▶ TEXTE FOURNI
####
Office des Ténebres

Les solennités de Pâques sont un des moments essentiels de la liturgie catholique. Elles commémorent la mort du Christ, sa mise au tombeau, sa descente aux Enfers et sa résurrection. Jusqu'au IVème siècle, Pâques rythme l'année liturgique avant d'être remplacé par Noël, la naissance du Christ, plus en phase avec les logiques humaines.

Les Offices des Ténèbres font partie des offices de lecture, les heures canoniales, qui, sur fond de tradition hébraïque, permettent de lire ou chanter, au long de la semaine, les 150 psaumes, et divers cantiques des Testaments. Ce sont des offices de prière, sans sacrements distribués.

Tous les ans, selon une très ancienne tradition, qu’ils sont probablement les seuls laïcs, dans tout le département des Alpes-Maritimes, à perpétuer, les pénitents blancs de Nice proposent aux fidèles, en liturgie, dans leur chapelle de la Sainte-Croix, au cœur du Vieux-Nice, les Offices des Ténèbres. Pourtant, peu de chrétiens laïcs les connaissent, moins encore les ont pratiqués : rappelons donc, brièvement, leur histoire, et leur sens initial, puis leur développement ultérieur.
####
▶ CONSIGNE 1
Listez toutes les lignes des données qui contiennent le mot « wire ».
Les lignes de données n'ont aucun rapport avec le texte.

[Extraits de données d'étiquetage de lieux]
####
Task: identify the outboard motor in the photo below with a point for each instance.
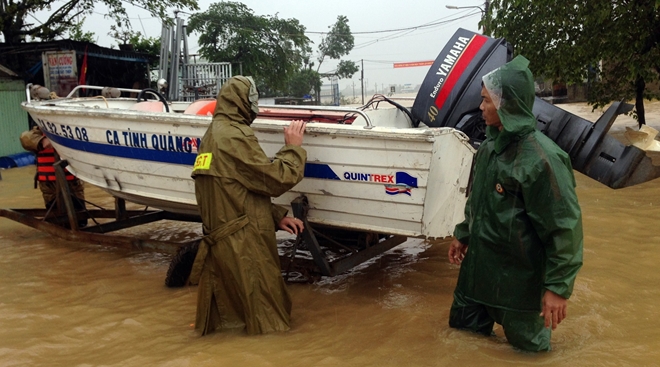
(451, 94)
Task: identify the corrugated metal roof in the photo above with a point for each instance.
(6, 71)
(13, 119)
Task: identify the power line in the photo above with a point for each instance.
(440, 21)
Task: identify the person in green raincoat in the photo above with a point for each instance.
(520, 245)
(237, 264)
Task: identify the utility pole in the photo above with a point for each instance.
(362, 80)
(485, 15)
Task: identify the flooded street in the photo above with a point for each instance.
(74, 304)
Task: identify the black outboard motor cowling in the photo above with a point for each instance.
(451, 94)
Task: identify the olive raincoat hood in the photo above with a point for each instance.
(523, 223)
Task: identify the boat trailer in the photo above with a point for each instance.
(332, 250)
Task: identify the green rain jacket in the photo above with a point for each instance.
(237, 265)
(523, 224)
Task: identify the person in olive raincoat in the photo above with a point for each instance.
(237, 264)
(520, 245)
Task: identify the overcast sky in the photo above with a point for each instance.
(378, 50)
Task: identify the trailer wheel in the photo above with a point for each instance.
(181, 266)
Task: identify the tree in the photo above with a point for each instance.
(303, 82)
(268, 48)
(64, 15)
(338, 42)
(613, 45)
(76, 33)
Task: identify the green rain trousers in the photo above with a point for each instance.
(237, 265)
(523, 224)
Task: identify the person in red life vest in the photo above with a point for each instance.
(35, 141)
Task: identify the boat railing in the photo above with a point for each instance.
(94, 87)
(366, 117)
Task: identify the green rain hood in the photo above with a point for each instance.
(523, 224)
(237, 265)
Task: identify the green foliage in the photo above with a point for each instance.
(346, 69)
(16, 22)
(338, 42)
(76, 33)
(612, 45)
(270, 49)
(302, 82)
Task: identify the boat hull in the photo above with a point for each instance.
(395, 180)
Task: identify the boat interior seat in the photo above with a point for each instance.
(148, 106)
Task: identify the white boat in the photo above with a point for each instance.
(376, 174)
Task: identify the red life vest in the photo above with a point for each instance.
(45, 169)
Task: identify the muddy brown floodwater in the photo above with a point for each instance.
(74, 304)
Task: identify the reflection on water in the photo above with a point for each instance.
(73, 304)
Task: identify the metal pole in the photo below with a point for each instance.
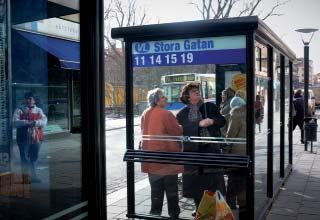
(306, 89)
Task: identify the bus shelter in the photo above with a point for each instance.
(241, 55)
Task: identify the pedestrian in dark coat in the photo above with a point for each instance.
(30, 121)
(298, 104)
(204, 120)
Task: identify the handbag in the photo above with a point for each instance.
(35, 135)
(213, 207)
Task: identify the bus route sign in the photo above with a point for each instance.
(192, 51)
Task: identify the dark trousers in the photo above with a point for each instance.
(236, 191)
(164, 184)
(29, 157)
(299, 122)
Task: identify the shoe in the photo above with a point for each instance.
(35, 180)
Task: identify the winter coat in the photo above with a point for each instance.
(238, 128)
(225, 112)
(22, 116)
(191, 173)
(298, 104)
(159, 121)
(258, 112)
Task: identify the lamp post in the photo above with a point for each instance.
(306, 36)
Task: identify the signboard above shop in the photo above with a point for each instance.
(191, 51)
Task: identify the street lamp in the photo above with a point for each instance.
(306, 36)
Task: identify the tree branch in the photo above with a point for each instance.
(271, 12)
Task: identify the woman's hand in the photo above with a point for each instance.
(206, 122)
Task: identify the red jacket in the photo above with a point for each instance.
(159, 121)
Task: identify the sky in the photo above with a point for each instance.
(296, 14)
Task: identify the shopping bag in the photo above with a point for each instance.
(213, 207)
(207, 206)
(223, 211)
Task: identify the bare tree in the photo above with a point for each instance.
(215, 9)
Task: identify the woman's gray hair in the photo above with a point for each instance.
(154, 96)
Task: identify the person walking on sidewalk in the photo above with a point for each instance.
(298, 104)
(29, 121)
(203, 120)
(163, 178)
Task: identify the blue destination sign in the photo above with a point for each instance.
(195, 51)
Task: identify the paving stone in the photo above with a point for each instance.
(307, 217)
(116, 209)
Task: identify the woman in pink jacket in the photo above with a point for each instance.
(163, 178)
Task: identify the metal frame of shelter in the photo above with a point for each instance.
(254, 30)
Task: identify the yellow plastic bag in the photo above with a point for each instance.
(213, 207)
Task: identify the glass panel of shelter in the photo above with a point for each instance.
(179, 87)
(261, 124)
(42, 174)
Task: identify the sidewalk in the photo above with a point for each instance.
(299, 198)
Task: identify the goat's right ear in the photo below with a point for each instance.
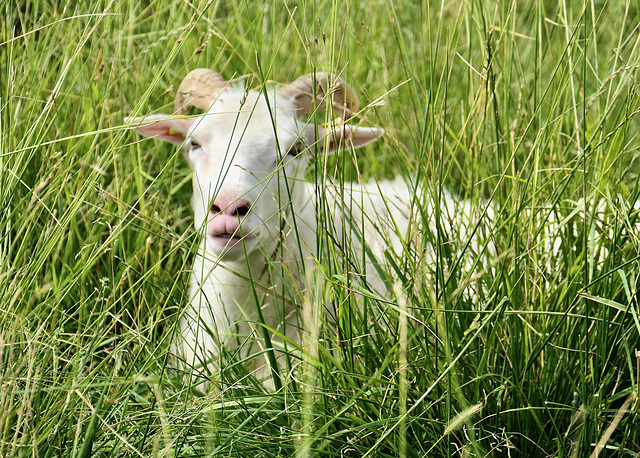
(163, 127)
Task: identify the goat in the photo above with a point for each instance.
(256, 213)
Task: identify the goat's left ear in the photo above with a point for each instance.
(163, 127)
(335, 138)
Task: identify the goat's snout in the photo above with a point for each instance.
(230, 207)
(226, 221)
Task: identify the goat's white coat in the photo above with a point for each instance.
(238, 151)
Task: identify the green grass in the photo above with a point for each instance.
(532, 106)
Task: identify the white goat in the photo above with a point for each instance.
(257, 214)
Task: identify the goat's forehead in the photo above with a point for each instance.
(246, 115)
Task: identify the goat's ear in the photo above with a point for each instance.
(163, 127)
(339, 137)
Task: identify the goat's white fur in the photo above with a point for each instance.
(238, 152)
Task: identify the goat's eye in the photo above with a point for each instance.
(296, 149)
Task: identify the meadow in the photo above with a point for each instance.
(530, 107)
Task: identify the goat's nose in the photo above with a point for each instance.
(237, 208)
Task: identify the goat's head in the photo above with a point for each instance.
(248, 150)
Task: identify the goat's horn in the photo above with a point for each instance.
(343, 97)
(198, 89)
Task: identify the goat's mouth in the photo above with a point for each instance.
(226, 240)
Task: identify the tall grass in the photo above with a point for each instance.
(531, 107)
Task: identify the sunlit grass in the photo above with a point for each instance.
(528, 107)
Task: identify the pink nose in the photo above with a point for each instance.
(227, 217)
(230, 207)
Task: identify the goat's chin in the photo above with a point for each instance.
(230, 248)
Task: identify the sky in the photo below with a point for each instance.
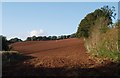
(23, 19)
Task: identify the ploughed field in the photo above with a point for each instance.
(55, 53)
(66, 57)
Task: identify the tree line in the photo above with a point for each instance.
(4, 43)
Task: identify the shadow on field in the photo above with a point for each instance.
(22, 70)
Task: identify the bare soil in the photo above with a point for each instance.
(66, 57)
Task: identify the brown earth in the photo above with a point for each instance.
(66, 57)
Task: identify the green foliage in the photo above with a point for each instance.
(86, 25)
(3, 43)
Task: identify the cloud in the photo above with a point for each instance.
(37, 32)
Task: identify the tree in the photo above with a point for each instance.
(3, 43)
(86, 25)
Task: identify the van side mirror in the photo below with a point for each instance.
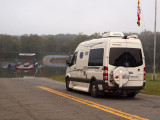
(68, 62)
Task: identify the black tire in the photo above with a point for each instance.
(67, 84)
(131, 95)
(94, 89)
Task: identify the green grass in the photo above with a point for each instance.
(152, 87)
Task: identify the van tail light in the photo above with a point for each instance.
(105, 73)
(144, 73)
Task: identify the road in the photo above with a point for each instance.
(44, 99)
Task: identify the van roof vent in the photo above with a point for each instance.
(133, 36)
(113, 34)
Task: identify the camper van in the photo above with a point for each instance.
(113, 64)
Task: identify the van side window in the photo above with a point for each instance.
(81, 55)
(96, 57)
(74, 58)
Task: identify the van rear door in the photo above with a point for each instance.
(128, 55)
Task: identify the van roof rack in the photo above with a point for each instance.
(26, 54)
(131, 36)
(113, 34)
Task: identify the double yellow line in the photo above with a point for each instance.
(95, 105)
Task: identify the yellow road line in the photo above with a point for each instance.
(95, 105)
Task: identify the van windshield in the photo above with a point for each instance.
(126, 57)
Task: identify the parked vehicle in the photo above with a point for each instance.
(114, 64)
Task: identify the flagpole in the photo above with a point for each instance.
(154, 59)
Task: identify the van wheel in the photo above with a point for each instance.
(67, 84)
(94, 90)
(131, 95)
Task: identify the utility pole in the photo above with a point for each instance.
(154, 59)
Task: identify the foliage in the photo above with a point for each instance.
(152, 87)
(10, 46)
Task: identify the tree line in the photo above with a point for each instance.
(11, 45)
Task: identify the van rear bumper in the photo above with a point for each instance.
(114, 88)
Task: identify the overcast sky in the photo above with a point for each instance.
(19, 17)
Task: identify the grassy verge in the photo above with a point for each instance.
(152, 87)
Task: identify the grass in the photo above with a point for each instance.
(152, 87)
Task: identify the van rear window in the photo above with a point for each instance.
(96, 57)
(126, 57)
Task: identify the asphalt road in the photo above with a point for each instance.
(45, 99)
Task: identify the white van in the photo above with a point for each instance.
(114, 63)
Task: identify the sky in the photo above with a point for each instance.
(18, 17)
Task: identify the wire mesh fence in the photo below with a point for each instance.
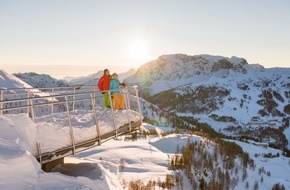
(68, 117)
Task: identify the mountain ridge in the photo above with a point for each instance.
(229, 94)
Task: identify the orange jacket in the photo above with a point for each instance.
(104, 83)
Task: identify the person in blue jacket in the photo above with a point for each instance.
(118, 99)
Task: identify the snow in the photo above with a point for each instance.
(99, 167)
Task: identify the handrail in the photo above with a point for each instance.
(59, 102)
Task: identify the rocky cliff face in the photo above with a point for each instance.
(229, 94)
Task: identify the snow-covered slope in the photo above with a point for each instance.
(229, 94)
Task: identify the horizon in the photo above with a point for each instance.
(80, 70)
(130, 33)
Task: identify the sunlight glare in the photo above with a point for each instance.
(138, 50)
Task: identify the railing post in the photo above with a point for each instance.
(112, 109)
(27, 102)
(32, 110)
(52, 99)
(96, 120)
(139, 108)
(127, 110)
(1, 99)
(74, 97)
(70, 126)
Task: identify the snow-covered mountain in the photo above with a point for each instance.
(232, 96)
(40, 80)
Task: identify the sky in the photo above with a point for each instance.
(77, 38)
(99, 168)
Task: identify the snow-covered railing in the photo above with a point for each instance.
(71, 119)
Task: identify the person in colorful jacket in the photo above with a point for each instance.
(104, 85)
(118, 98)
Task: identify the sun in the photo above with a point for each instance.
(138, 50)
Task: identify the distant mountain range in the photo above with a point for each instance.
(232, 96)
(46, 81)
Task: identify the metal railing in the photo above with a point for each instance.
(70, 119)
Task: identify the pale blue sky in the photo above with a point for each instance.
(99, 33)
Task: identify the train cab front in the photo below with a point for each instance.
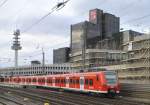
(112, 85)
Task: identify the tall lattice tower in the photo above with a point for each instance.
(16, 45)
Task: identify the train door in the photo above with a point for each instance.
(81, 83)
(53, 80)
(67, 82)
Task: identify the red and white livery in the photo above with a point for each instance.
(105, 82)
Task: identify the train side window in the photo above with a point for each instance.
(81, 81)
(86, 81)
(73, 81)
(62, 81)
(97, 78)
(77, 81)
(34, 80)
(70, 81)
(91, 82)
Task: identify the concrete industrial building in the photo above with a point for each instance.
(135, 65)
(61, 55)
(85, 35)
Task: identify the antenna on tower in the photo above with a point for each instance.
(16, 45)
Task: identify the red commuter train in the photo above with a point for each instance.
(105, 82)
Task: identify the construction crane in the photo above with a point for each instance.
(60, 5)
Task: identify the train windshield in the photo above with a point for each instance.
(111, 77)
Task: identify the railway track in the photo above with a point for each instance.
(64, 98)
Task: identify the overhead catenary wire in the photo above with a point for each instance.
(55, 8)
(136, 19)
(3, 3)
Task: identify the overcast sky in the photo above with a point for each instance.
(54, 31)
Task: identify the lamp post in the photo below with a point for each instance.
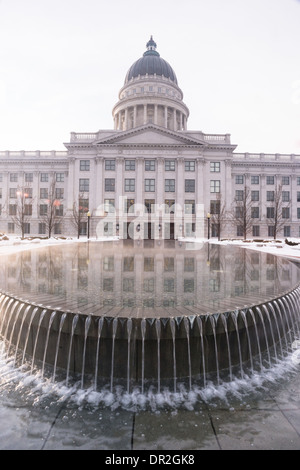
(208, 225)
(88, 216)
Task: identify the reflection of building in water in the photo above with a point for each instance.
(149, 177)
(108, 276)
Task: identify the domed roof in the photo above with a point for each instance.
(152, 64)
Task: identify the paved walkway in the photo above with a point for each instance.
(265, 420)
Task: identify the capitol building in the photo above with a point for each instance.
(149, 177)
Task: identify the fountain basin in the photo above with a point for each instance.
(181, 312)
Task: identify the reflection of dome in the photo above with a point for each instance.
(152, 64)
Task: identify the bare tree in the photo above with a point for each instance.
(21, 211)
(52, 214)
(218, 214)
(279, 211)
(79, 213)
(242, 215)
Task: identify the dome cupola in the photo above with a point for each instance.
(151, 64)
(150, 95)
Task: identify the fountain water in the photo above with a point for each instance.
(162, 345)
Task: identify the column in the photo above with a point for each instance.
(166, 116)
(71, 190)
(155, 114)
(99, 181)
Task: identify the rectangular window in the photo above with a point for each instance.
(189, 186)
(271, 230)
(109, 206)
(189, 206)
(43, 209)
(27, 209)
(109, 184)
(169, 186)
(239, 231)
(215, 167)
(255, 230)
(83, 205)
(189, 165)
(59, 193)
(239, 179)
(43, 193)
(170, 165)
(239, 195)
(84, 184)
(59, 210)
(26, 227)
(214, 186)
(13, 193)
(11, 227)
(28, 177)
(44, 178)
(149, 205)
(285, 196)
(149, 165)
(60, 177)
(57, 228)
(42, 228)
(110, 165)
(129, 206)
(84, 165)
(254, 179)
(255, 212)
(129, 185)
(239, 211)
(129, 165)
(285, 212)
(285, 180)
(149, 185)
(215, 207)
(12, 209)
(169, 206)
(13, 177)
(28, 193)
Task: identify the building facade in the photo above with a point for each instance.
(150, 177)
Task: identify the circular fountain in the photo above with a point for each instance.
(149, 313)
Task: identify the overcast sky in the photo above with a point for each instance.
(63, 62)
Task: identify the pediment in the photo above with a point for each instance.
(149, 135)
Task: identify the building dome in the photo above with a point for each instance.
(151, 64)
(150, 94)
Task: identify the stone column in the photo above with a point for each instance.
(99, 181)
(166, 116)
(71, 182)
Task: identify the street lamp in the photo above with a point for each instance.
(88, 216)
(208, 225)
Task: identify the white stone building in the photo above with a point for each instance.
(149, 177)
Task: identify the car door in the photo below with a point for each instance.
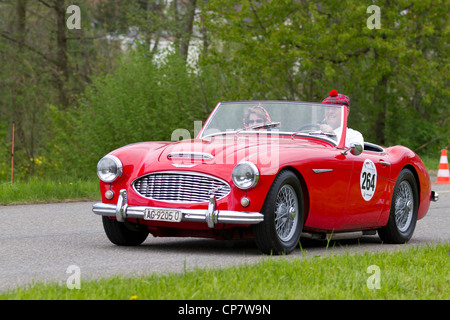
(328, 179)
(369, 190)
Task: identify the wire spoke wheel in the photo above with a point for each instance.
(404, 210)
(283, 211)
(404, 206)
(286, 213)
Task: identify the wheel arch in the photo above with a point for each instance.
(304, 189)
(416, 178)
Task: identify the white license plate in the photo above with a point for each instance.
(163, 215)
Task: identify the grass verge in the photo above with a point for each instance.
(39, 191)
(412, 273)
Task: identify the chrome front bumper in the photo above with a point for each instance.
(211, 216)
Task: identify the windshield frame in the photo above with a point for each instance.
(291, 134)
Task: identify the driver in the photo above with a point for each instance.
(333, 119)
(256, 115)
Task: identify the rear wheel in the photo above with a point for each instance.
(124, 233)
(283, 216)
(404, 209)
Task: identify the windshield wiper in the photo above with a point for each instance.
(260, 126)
(316, 133)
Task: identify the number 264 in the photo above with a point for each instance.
(368, 181)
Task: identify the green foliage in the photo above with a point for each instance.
(395, 76)
(413, 273)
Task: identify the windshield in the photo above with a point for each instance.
(293, 118)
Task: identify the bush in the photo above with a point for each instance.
(142, 100)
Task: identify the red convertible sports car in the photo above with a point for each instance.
(266, 170)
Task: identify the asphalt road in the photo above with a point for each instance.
(40, 243)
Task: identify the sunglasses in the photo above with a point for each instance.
(255, 121)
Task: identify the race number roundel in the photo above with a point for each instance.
(368, 180)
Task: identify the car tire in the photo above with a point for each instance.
(123, 233)
(404, 210)
(283, 211)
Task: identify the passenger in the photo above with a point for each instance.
(333, 119)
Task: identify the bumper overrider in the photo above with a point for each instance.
(211, 216)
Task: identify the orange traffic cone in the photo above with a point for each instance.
(443, 172)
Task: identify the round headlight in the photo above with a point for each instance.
(245, 175)
(109, 168)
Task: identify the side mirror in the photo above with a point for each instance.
(355, 149)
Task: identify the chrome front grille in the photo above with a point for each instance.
(181, 187)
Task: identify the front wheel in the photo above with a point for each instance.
(404, 210)
(283, 211)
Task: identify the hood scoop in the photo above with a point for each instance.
(190, 156)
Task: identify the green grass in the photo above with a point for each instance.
(39, 190)
(412, 273)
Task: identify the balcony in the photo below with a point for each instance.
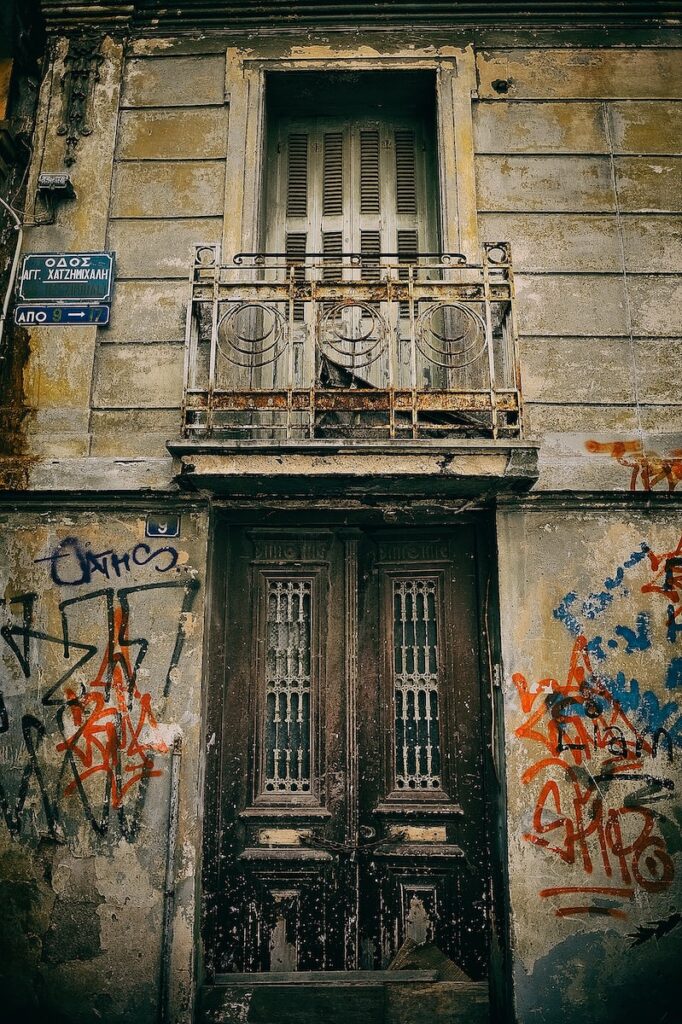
(410, 357)
(351, 346)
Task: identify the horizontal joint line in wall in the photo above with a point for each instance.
(596, 100)
(172, 107)
(554, 154)
(583, 213)
(594, 273)
(169, 160)
(602, 404)
(140, 341)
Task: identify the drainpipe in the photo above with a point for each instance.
(169, 885)
(12, 272)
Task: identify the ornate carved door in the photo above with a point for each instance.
(350, 800)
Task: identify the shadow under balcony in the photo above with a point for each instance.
(344, 374)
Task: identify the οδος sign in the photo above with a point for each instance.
(67, 278)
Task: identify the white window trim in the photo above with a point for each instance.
(245, 87)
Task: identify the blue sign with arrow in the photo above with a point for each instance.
(67, 278)
(54, 315)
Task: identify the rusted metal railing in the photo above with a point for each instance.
(358, 346)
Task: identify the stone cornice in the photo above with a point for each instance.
(140, 16)
(67, 16)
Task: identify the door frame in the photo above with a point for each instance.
(222, 521)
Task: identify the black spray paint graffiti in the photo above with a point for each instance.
(105, 727)
(74, 563)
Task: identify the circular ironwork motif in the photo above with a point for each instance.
(252, 334)
(354, 333)
(451, 335)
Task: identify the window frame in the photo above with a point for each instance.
(247, 142)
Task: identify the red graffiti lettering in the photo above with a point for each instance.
(647, 466)
(115, 730)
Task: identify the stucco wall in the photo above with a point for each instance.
(100, 643)
(592, 646)
(578, 165)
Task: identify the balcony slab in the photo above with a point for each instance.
(463, 468)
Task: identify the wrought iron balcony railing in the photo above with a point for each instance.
(351, 346)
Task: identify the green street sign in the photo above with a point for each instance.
(67, 278)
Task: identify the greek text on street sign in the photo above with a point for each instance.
(67, 278)
(54, 315)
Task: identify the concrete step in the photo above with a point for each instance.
(355, 997)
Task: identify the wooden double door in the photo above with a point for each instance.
(349, 804)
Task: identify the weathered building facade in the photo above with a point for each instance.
(341, 570)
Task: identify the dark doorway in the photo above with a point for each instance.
(350, 810)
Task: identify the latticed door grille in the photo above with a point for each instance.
(287, 683)
(416, 679)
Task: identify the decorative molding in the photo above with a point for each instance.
(64, 16)
(82, 65)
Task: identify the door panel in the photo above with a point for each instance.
(351, 794)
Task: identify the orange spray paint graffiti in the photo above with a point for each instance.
(602, 755)
(116, 733)
(646, 465)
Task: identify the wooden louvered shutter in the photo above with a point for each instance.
(345, 186)
(370, 172)
(406, 173)
(297, 175)
(333, 174)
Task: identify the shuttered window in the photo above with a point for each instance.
(348, 186)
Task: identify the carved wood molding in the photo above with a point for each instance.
(82, 65)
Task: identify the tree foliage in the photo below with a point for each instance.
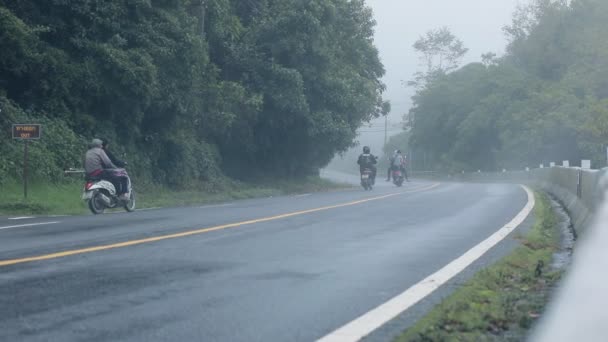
(271, 87)
(544, 101)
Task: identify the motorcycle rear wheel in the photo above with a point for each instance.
(130, 204)
(96, 204)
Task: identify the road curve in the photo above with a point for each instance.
(274, 269)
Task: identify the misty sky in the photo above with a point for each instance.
(478, 23)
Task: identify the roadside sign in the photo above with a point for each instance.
(27, 131)
(586, 164)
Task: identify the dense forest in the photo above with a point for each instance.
(189, 91)
(545, 101)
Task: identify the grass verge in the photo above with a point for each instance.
(502, 302)
(64, 199)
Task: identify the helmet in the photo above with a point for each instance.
(96, 143)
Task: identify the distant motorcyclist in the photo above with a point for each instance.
(391, 159)
(98, 165)
(404, 168)
(399, 163)
(106, 147)
(368, 161)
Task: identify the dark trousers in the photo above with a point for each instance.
(120, 183)
(371, 167)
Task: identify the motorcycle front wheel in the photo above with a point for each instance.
(96, 203)
(130, 204)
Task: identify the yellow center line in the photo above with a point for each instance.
(201, 231)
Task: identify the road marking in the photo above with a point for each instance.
(374, 319)
(203, 230)
(28, 225)
(217, 205)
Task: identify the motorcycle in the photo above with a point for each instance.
(398, 178)
(366, 179)
(101, 194)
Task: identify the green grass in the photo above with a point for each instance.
(64, 199)
(501, 302)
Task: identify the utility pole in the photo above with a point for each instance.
(385, 130)
(203, 14)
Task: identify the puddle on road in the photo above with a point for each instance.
(563, 257)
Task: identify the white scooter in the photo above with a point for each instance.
(101, 194)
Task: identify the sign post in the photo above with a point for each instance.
(26, 132)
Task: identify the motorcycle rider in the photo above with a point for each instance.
(391, 159)
(368, 161)
(98, 165)
(404, 168)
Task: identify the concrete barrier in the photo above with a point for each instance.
(580, 191)
(578, 311)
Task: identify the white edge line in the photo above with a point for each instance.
(146, 209)
(216, 205)
(29, 225)
(376, 318)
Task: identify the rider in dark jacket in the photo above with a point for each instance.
(368, 161)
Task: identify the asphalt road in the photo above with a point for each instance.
(274, 269)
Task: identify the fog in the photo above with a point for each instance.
(478, 23)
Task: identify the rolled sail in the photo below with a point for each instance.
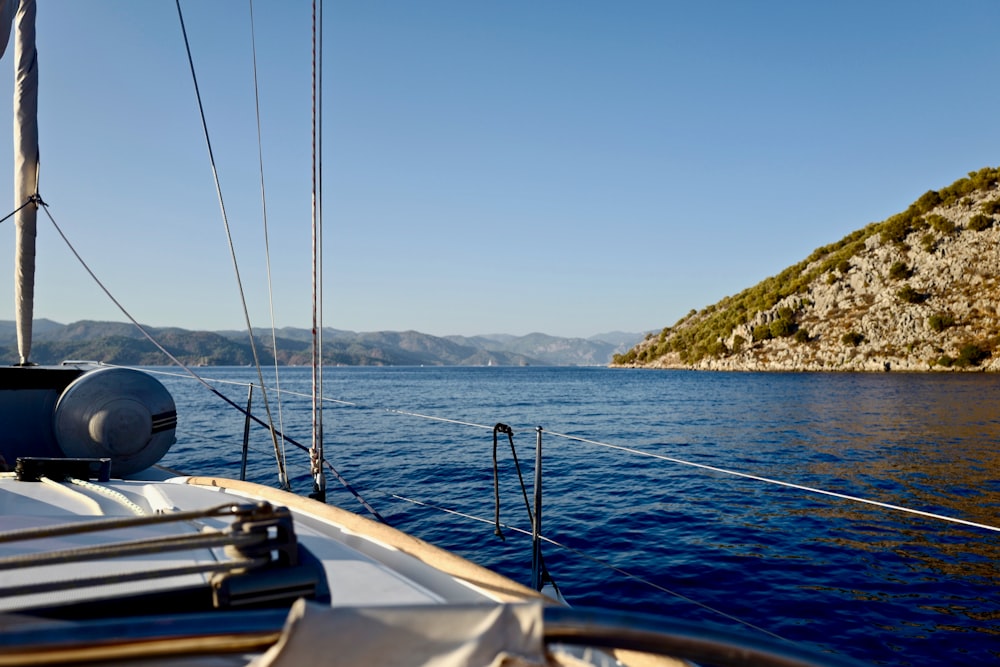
(25, 170)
####
▶ CONSIGNE 2
D'après le texte, qui propose chaque année les Offices des Ténèbres dans la chapelle de la Sainte-Croix ?

▶ RÉPONSE 1
Task: identify the wire mesh fence in the photo below with a point for each instance.
Task: identify the overhead catenary wire in the photo above with a point for each instance.
Task: identify the wire spoke wheel in the photo above with a point for each instance.

▶ RÉPONSE 2
Les pénitents blancs de Nice.